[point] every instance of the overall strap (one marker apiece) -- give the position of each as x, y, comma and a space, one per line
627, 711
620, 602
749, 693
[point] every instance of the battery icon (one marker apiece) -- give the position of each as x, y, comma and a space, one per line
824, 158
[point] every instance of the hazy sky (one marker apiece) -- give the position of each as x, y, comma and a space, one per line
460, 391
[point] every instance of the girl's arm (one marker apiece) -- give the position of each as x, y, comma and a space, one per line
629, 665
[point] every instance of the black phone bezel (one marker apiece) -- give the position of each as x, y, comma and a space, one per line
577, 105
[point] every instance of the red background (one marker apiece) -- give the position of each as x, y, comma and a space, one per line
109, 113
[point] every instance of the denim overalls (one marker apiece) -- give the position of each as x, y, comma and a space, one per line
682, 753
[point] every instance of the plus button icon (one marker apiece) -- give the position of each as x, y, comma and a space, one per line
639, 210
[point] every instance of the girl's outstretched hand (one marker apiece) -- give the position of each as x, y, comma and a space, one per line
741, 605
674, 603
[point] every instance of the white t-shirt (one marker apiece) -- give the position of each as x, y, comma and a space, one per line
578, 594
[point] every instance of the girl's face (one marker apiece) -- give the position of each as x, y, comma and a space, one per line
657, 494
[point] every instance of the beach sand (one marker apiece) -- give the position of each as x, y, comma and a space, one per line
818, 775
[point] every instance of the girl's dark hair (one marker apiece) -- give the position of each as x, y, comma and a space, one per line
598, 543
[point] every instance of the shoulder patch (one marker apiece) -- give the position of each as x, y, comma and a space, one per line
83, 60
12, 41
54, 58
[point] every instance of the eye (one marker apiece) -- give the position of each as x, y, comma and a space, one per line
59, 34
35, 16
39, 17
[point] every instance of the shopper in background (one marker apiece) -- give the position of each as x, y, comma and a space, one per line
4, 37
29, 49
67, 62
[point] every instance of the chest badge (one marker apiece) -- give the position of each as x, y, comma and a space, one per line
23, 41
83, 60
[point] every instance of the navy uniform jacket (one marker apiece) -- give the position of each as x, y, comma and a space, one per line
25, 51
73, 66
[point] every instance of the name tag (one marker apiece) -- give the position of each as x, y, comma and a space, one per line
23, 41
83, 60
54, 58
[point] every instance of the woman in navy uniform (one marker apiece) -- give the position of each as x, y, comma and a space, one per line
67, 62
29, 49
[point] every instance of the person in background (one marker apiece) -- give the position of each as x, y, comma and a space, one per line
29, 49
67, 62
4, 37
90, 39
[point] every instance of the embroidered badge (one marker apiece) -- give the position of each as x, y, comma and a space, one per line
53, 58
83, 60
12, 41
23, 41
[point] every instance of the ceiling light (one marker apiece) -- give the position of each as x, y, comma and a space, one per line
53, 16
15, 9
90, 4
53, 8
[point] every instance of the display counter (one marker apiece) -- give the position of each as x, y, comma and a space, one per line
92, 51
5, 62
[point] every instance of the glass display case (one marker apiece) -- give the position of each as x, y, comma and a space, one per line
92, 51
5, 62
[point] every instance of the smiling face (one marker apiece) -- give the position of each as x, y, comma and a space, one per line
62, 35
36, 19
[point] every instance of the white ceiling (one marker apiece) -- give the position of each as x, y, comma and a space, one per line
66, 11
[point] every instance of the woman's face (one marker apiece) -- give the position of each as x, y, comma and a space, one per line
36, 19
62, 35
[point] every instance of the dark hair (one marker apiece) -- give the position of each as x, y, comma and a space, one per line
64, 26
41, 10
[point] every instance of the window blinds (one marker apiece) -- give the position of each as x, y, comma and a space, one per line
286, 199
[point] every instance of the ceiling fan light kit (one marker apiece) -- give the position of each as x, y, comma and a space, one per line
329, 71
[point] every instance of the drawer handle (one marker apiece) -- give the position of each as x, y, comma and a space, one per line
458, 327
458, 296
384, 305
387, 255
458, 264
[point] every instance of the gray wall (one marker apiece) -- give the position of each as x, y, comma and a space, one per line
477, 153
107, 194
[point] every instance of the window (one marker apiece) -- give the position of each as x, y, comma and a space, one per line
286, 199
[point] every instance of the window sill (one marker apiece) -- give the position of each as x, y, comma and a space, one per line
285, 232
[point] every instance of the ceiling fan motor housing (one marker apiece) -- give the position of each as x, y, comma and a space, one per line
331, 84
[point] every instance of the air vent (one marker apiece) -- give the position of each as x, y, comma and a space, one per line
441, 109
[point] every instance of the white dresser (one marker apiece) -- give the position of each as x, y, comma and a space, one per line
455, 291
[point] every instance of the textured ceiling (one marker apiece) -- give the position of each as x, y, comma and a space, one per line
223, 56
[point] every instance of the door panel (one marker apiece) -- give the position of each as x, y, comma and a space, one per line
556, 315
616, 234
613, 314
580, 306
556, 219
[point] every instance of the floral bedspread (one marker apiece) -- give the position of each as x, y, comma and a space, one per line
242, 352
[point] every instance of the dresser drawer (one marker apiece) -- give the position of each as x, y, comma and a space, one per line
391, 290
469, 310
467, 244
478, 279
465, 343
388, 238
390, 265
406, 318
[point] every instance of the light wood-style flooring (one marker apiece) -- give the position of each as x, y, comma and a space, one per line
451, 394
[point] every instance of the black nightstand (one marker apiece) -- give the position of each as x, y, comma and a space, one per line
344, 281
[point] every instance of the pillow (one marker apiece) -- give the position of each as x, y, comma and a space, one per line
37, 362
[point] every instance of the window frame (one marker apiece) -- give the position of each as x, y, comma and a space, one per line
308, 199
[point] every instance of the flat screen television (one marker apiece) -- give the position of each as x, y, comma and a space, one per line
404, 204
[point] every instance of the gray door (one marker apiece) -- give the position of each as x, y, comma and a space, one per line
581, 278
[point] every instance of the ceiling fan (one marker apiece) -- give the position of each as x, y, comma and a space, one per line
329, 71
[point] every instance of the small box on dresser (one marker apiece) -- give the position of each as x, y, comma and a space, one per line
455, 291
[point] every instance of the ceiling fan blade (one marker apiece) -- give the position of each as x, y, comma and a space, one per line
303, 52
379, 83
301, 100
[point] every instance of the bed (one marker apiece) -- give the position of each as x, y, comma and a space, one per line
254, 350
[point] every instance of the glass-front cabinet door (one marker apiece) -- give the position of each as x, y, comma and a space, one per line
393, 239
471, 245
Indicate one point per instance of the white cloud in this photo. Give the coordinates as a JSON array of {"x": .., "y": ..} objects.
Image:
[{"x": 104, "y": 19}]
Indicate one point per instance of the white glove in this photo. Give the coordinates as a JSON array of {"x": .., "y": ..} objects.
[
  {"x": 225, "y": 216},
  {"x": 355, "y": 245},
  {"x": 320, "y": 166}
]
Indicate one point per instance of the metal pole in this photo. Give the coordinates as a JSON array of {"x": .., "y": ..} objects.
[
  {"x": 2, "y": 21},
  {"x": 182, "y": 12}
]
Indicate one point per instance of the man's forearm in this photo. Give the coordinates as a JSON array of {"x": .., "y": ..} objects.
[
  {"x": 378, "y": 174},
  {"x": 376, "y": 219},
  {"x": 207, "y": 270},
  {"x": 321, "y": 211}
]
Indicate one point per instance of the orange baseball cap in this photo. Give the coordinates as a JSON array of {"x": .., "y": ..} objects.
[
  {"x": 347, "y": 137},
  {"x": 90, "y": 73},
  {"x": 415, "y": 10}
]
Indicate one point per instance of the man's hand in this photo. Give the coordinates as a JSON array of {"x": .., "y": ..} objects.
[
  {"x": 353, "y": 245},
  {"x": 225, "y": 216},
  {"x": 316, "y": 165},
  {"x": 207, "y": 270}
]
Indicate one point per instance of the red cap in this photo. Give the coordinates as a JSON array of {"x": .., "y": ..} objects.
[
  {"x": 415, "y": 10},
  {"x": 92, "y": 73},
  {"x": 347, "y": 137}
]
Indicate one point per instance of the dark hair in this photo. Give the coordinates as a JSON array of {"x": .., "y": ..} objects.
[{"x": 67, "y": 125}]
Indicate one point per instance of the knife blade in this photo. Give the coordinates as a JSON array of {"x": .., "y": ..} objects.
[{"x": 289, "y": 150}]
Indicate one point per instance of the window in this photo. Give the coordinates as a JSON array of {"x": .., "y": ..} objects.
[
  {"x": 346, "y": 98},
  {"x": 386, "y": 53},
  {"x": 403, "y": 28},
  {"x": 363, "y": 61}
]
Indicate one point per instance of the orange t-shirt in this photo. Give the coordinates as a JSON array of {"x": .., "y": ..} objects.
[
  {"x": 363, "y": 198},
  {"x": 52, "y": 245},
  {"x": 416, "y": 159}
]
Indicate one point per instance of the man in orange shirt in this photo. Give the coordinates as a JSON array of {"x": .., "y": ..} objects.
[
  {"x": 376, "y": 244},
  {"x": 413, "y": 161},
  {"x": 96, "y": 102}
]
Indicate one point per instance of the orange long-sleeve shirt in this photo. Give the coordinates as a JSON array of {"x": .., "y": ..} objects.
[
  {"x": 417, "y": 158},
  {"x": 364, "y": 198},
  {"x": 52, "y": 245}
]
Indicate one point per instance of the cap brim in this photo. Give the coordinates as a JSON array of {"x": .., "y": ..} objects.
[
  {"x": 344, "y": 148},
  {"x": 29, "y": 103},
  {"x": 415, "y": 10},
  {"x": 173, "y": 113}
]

=====

§ Your assignment
Retype the lines beginning at the one containing "Indicate one point per instance of the window" and ending at the final line of the material, both included.

§ Response
Indicate one point per instance of the window in this photo. Give the coordinates as a JSON array of {"x": .., "y": ..} objects.
[
  {"x": 346, "y": 98},
  {"x": 386, "y": 53},
  {"x": 403, "y": 28},
  {"x": 363, "y": 61}
]
Indicate one point per instance of the orange t-shirt in this photo. Give the coordinates as a JSON array of {"x": .., "y": ..} objects.
[
  {"x": 363, "y": 198},
  {"x": 52, "y": 245},
  {"x": 416, "y": 159}
]
Indicate one point per instance of the man in orange shirt in this photo. Give the coordinates as a JSON array of {"x": .., "y": ..} objects.
[
  {"x": 376, "y": 244},
  {"x": 413, "y": 161},
  {"x": 96, "y": 102}
]
Indicate one point per instance of the orange long-sleeve shirt in this photo. Give the coordinates as a JSON array of {"x": .., "y": ..} objects.
[
  {"x": 417, "y": 158},
  {"x": 364, "y": 198},
  {"x": 52, "y": 245}
]
Indicate one point per instance of the cap brim in this photo. Give the coordinates as a JSON array of {"x": .., "y": ..} objects.
[
  {"x": 344, "y": 148},
  {"x": 29, "y": 103},
  {"x": 415, "y": 10},
  {"x": 173, "y": 113}
]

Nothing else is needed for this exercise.